TASK SET.
1/ In the article on bridging part-time, what minimum number of employees must an employer have before employees can claim bridging part-time?
2/ Resume the article on bridging part-time after its final sentence.

PAGE EXTRACT.
- - - - -

Out of the part-time trap - some first tips for dealing with the new bridging part-time

In the 2018 Coalition Agreement, the new Government agreed to significant changes to both part-time and full-time employment laws. The entry into force on 1 January 2019 of the Act on the Further Development of the Part-time Law – Introduction of Bridging Part-time (Gesetz zur Weiterentwicklung des Teilzeitrechts – Einführung einer Brückenteilzeit) saw the implementation of various amendments to the part-time law. Employers have already been confronted with the first applications for temporary part-time work. As with every new employment law, HR personnel and labour lawyers will likely have to address this issue more intensely.

The following article looks more closely at the basic elements that were described in our BEITEN BURKHARDT Labour Law Newsletter of June 2018.

1. Another entitlement to work part-time bridging part-time work

Bridging part-time work is nothing more than a right of employees to work part-time, combined with the right to return to full-time work or to working a greater number of hours after a fixed period of time working part-time. This new entitlement to work part-time is regulated by § 9a of the Part-time and Full-time Employment Act (Teilzeit- und Befristungsgesetz, TzBfG).

The aim of this provision is to enable employees to adapt their working time over a longer, but still fixed time period so as to best suit the stage of their life. The reasons for such a request are varied and might include raising or caring for family members, health or personal reasons, pursuing a hobby or honorary or voluntary work, but the law does not require employees to provide or prove a reason.

For the first time, the new law gives employees the right to reduce their working time for a specific time period, as determined in advance, and then to return to working at their earlier level of working time. In contrast to the existing possibility to permanently reduce the working time (§8 TzBfG), the reduction of working time in the case of bridging part-time work is only temporary.

One goal of the new law is to allow employees to voluntarily work part-time, but not be locked involuntarily in the “part-time trap”. Previously, the right to work part-time for a longer, indefinite period did not entail an unconditional right to increase the working time or return to the previous level of working time.

Instead, when an employee made an application to extend their working time (under §9 TzBfG), the employer was only obliged to give preference to the employee’s wish when a suitable position with the same qualifications became available within the company.

2. Eligibility criteria

Claims for bridging part-time can only be made when more than 45 employees work for the employer. There is no obligation on smaller companies to grant bridging part-time in order to avoid placing excessive demands on such companies.

  • Practical tip

    When determining whether the minimum number of employees has been exceeded, the decisive factor is not the size of the plant, but the size of the company. Plants with 45 or fewer employees can therefore be confronted with the requests for bridging part-time when they are part of a company that exceeds this employee threshold.

Whether the company employs more than 45 people should be determined on the basis of the general employment situation. Temporary increases or decreases are irrelevant.


All employees of the company are eligible to apply for bridging part-time; trainees are not eligible. It is irrelevant whether the employee is currently employed full-time or is already working part-time. The only requirement is that the employment relationship has existed for more than six months.

- - - - -

MATERIAL SUPPLIED.
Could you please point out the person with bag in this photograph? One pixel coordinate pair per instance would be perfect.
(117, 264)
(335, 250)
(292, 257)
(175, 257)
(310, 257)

- - - - -

ANSWERS FOR THE EXERCISE.
1/ More than 45 employees.

2/
  • Practical tip

    An application for bridging part-time can only be made once this waiting period has expired. In light of the three-month notice period, an employee must have worked for the employer for at least 9 months before he or she can start bridging part-time. If the employment relationship started on 1 January 2019, for example, bridging part-time can only commence on 1 October 2019 at the earliest.


An application for bridging part-time must be made at least three months before the employee wishes to start their bridging part-time. The application should also set out how the employee wishes to distribute this working time. The formal hurdles are small, as written form – so email or fax – is sufficient. There are also no legal limitations on the volume of any bridging part-time, in particular there is no minimum level, so that an application may be made for only a minor reduction in the amount of of working time. In each case, the limit is the abuse of rights. The law provides that bridging part-time must be taken for at least one year, but for no more than five years.

3. Rejection of an application by the employer


If an employer intends to reject an application for bridging part-time, he must announce this intention in writing at least one month before the desired start of the bridging part-time. If the employer misses this deadline, the employee’s working time will be reduced to the desired level for the requested duration. This consequence already applies to applications for permanent part-time employment.

  • Practical Tip

    In contrast to employees, employers must comply with the strict written form requirement when issuing a rejection decision. This means that the employee must receive notice of the refusal in a signed letter, in original, and delivery must be verifiable. In this respect, we recommend that the rejection decision be hand delivered, and that the employee be asked to sign to confirm receipt.

Employees should clarify in their application whether the application relates to the period of time, the scope, the reduction in working time or how the new working time will be distributed, or to all of these criteria. In contrast, employers must clarify whether the rejection relates to the period in which the employee wishes to take bridging part-time, the amount of the reduction or the distribution of the reduced working time, or a combination thereof only to specific aspects.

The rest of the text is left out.